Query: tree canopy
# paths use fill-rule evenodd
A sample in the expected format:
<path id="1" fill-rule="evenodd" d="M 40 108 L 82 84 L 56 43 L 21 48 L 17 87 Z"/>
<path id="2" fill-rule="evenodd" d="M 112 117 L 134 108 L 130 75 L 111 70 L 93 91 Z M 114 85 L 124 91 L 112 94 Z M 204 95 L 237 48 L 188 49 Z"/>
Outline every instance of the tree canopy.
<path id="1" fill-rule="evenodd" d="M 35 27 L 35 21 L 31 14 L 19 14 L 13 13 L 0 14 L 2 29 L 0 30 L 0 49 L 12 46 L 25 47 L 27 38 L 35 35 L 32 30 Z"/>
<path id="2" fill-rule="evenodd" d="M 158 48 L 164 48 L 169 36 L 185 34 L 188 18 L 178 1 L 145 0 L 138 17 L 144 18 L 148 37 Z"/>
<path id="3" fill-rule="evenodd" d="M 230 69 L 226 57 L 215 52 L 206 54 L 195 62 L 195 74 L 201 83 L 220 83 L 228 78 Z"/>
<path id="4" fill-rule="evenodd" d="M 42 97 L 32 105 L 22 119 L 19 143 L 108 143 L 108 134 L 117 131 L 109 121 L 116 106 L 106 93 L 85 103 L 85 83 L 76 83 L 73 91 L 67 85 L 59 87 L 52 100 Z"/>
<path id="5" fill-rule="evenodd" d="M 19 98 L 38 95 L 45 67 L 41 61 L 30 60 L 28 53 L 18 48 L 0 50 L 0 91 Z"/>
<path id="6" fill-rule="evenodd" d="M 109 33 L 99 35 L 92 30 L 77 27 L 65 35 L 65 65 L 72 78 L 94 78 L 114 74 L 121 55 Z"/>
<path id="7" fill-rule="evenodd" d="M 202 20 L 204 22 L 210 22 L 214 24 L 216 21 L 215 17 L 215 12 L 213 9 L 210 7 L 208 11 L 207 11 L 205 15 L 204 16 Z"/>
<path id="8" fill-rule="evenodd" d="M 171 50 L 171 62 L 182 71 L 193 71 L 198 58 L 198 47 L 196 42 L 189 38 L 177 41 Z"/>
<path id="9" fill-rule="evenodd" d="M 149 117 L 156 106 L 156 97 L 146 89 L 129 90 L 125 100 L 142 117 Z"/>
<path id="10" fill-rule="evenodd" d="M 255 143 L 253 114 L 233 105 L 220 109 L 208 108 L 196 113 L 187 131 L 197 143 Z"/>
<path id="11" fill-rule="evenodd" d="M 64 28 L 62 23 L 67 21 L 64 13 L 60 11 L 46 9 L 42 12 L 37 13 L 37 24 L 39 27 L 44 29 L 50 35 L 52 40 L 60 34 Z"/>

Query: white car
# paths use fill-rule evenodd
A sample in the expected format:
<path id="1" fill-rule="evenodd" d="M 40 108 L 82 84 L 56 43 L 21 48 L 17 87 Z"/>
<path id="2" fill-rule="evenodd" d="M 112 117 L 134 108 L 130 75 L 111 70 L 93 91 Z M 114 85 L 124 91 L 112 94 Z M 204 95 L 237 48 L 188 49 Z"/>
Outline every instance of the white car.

____

YOUR INSTRUCTIONS: Please rewrite the lines above as a JSON list of strings, one string per line, leaving out blank lines.

RESULT OF THE EXERCISE:
[
  "Query: tree canopy",
  "# paths use fill-rule evenodd",
  "A sample in the expected format:",
  "<path id=\"1\" fill-rule=\"evenodd\" d=\"M 40 108 L 82 84 L 56 43 L 21 48 L 17 87 Z\"/>",
  "<path id=\"2\" fill-rule=\"evenodd\" d=\"M 112 117 L 134 108 L 130 75 L 111 70 L 93 91 Z M 114 85 L 124 91 L 112 94 Z M 204 95 L 237 48 L 188 49 Z\"/>",
  "Outline every instance of the tree canopy.",
  "<path id=\"1\" fill-rule=\"evenodd\" d=\"M 35 27 L 35 21 L 31 14 L 19 14 L 13 13 L 0 14 L 2 29 L 0 30 L 0 49 L 12 46 L 25 47 L 27 38 L 35 35 L 32 30 Z\"/>",
  "<path id=\"2\" fill-rule=\"evenodd\" d=\"M 158 48 L 164 48 L 169 36 L 185 34 L 188 18 L 178 1 L 145 0 L 138 17 L 144 18 L 148 37 Z\"/>",
  "<path id=\"3\" fill-rule=\"evenodd\" d=\"M 230 69 L 226 57 L 215 52 L 206 54 L 195 62 L 195 74 L 201 83 L 220 83 L 228 78 Z\"/>",
  "<path id=\"4\" fill-rule=\"evenodd\" d=\"M 42 97 L 32 105 L 22 119 L 19 143 L 108 143 L 108 134 L 117 131 L 109 121 L 116 106 L 106 93 L 85 103 L 85 83 L 76 83 L 73 91 L 67 85 L 59 87 L 52 100 Z\"/>",
  "<path id=\"5\" fill-rule=\"evenodd\" d=\"M 19 98 L 38 95 L 45 67 L 41 61 L 30 60 L 28 53 L 18 48 L 0 50 L 0 91 Z\"/>",
  "<path id=\"6\" fill-rule=\"evenodd\" d=\"M 109 33 L 99 35 L 92 30 L 77 27 L 65 35 L 65 65 L 72 78 L 94 78 L 114 74 L 121 55 Z\"/>",
  "<path id=\"7\" fill-rule=\"evenodd\" d=\"M 202 20 L 204 22 L 210 22 L 214 24 L 216 21 L 215 17 L 215 12 L 213 9 L 210 7 L 208 11 L 207 11 L 205 15 L 204 16 Z\"/>",
  "<path id=\"8\" fill-rule=\"evenodd\" d=\"M 171 50 L 171 62 L 182 71 L 193 71 L 198 58 L 198 47 L 196 42 L 189 38 L 177 41 Z\"/>",
  "<path id=\"9\" fill-rule=\"evenodd\" d=\"M 149 117 L 156 106 L 156 97 L 146 89 L 129 90 L 125 100 L 142 117 Z\"/>",
  "<path id=\"10\" fill-rule=\"evenodd\" d=\"M 255 143 L 253 114 L 233 105 L 220 109 L 208 108 L 196 113 L 187 131 L 197 143 Z\"/>",
  "<path id=\"11\" fill-rule=\"evenodd\" d=\"M 64 28 L 62 23 L 67 21 L 64 13 L 60 11 L 46 9 L 42 12 L 37 13 L 37 24 L 39 27 L 44 29 L 50 35 L 52 40 L 60 34 Z\"/>",
  "Query: white car",
  "# paths use fill-rule evenodd",
  "A sample in the expected format:",
  "<path id=\"1\" fill-rule=\"evenodd\" d=\"M 40 108 L 82 84 L 56 43 L 21 48 L 17 87 Z\"/>",
  "<path id=\"2\" fill-rule=\"evenodd\" d=\"M 112 117 L 134 108 L 130 75 L 111 70 L 93 91 Z M 114 85 L 124 91 L 112 94 Z M 204 95 L 237 48 L 188 49 Z\"/>",
  "Outline every instance of the white car."
]